Extracted text:
+ + + + + + +

Environmental Protection Agency chief Gina McCarthy told senators Thursday that her agency did not have the authority to fully enforce its rules limiting carbon dioxide emissions from existing power plants.
McCarthy was pressed by Oklahoma Republican Sen. James Inhofe on how the EPA planned on getting states to reduce carbon dioxide emissions from power plants if the agency can’t fully enforce its own rules.
“There’s bigger questions like how EPA plans to enforce this rule, and to what extent the agency will be allowed to tweak a state’s plan if it is not making the progress that needs to be made during the decade-long compliance period,” Inhofe said during the hearing.
“Many smart people have been reading this rule for the last two months, and they are at a loss for what this will actually look like,” Inhofe added.
The EPA proposed a rule in June that would require states to develop plans to cut carbon dioxide emissions from their existing power plant fleets. States must submit emissions reduction plans or have the federal government impose its own plan.
EPA’s rule relies on four main pillars. To comply, states can improve efficiency of existing power plants; increase the dispatch of natural gas; use more green energy and reduce electricity consumption.
Inhofe highlighted that the EPA already has the authority to enforce the first pillar of its carbon dioxide rule — forcing existing power plants to become more efficient — but questioned McCarthy on whether or not the agency currently has the legal authority to enforce the other pillars.
Here is the back-and-forth between Inhofe and McCarthy:
Inhofe: “Under your authority today, could you [increase natural gas dispatch]?”
McCarthy: “Not unless this rule were passed…”

+ + + + + + +

Input for this task:
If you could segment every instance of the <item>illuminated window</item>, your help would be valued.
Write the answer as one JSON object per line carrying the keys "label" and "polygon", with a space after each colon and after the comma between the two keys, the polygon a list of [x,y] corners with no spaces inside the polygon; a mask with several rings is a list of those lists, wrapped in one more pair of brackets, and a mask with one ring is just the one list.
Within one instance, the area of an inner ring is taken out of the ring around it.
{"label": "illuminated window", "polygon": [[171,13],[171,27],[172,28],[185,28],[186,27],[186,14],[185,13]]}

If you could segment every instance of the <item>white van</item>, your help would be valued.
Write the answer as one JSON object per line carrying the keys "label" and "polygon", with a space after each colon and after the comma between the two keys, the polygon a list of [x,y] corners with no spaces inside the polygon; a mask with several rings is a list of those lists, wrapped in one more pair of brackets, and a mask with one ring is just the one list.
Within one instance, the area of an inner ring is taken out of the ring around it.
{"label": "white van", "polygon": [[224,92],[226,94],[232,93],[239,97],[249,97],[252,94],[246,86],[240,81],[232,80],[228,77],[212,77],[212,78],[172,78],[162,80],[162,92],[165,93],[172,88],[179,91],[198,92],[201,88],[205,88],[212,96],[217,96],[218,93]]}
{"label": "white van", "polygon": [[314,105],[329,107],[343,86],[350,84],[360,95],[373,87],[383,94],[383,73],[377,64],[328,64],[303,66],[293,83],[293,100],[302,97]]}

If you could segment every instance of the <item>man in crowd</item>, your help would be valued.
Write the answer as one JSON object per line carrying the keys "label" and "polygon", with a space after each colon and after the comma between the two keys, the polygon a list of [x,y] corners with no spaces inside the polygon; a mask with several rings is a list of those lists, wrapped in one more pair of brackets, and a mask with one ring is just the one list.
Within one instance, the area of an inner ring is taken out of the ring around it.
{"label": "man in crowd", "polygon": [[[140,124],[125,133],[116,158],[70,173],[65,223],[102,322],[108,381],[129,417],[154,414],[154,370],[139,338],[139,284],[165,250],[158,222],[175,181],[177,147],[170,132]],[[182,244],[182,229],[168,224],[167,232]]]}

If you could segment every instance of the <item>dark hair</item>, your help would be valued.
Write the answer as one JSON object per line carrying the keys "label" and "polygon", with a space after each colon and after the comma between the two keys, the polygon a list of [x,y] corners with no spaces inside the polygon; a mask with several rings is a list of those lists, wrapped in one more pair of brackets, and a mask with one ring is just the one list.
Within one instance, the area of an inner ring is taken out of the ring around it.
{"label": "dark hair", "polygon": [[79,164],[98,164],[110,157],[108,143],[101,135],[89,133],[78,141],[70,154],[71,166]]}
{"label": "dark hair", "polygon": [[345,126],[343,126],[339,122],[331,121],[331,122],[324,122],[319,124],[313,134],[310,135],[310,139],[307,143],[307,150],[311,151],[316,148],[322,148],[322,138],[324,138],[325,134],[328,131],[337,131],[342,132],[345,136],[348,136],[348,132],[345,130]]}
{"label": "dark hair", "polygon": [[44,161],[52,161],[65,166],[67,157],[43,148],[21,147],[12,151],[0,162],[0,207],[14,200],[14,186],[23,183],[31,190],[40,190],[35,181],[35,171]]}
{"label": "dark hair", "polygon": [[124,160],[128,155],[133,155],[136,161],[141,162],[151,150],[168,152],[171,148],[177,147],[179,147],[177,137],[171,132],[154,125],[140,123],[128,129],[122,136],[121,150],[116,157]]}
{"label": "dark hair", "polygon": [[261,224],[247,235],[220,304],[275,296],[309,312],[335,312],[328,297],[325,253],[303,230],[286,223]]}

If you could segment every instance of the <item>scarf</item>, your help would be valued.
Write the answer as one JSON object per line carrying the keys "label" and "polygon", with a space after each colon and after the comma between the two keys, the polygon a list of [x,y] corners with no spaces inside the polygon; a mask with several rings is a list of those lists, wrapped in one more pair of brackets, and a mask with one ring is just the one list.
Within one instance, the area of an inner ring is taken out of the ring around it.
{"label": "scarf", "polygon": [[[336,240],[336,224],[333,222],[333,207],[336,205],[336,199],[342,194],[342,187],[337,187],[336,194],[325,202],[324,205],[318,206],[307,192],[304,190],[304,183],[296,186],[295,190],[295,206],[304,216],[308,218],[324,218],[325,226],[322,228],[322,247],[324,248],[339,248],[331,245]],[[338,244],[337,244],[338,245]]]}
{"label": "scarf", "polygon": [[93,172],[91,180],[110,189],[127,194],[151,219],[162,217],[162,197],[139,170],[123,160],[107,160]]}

+ + + + + + +

Goals:
A. List the ways the EPA article says states can comply with the agency's carbon dioxide rule.
B. Show every line of the rows that contains the string "white", matching case exactly.
The EPA article and the rows have nothing to do with each other.

Worked solutions:
A.
- Improve the efficiency of existing power plants
- Increase the dispatch of natural gas
- Use more green energy
- Reduce electricity consumption

B.
If you could segment every instance of the <item>white van</item>, your help would be valued.
{"label": "white van", "polygon": [[224,92],[226,94],[232,93],[239,97],[249,97],[252,94],[246,86],[240,81],[232,80],[228,77],[212,77],[212,78],[172,78],[162,80],[162,92],[165,93],[172,88],[179,91],[198,92],[201,88],[205,88],[212,96],[217,96],[218,93]]}
{"label": "white van", "polygon": [[314,105],[329,107],[343,86],[350,84],[360,95],[373,87],[383,94],[383,73],[377,64],[328,64],[303,66],[293,83],[293,100],[302,97]]}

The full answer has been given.